**Data excerpts:**
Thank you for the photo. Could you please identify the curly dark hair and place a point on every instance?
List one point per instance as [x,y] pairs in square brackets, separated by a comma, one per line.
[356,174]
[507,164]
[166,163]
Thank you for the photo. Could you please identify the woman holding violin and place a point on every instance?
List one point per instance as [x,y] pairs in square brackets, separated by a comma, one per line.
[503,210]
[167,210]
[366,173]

==

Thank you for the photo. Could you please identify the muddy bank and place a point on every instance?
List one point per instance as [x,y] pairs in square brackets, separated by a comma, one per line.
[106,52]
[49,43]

**Task:** Please list every line of the material above that contains the word "Thank".

**Solution to the exercise:**
Thank you for the photo. Could you please identify the curly dark hair and place a point on every instance?
Thank you for the photo. Could you please identify the woman holding violin and place a point on every instance?
Thank you for the photo. Could you please identify the muddy bank and place a point on every instance?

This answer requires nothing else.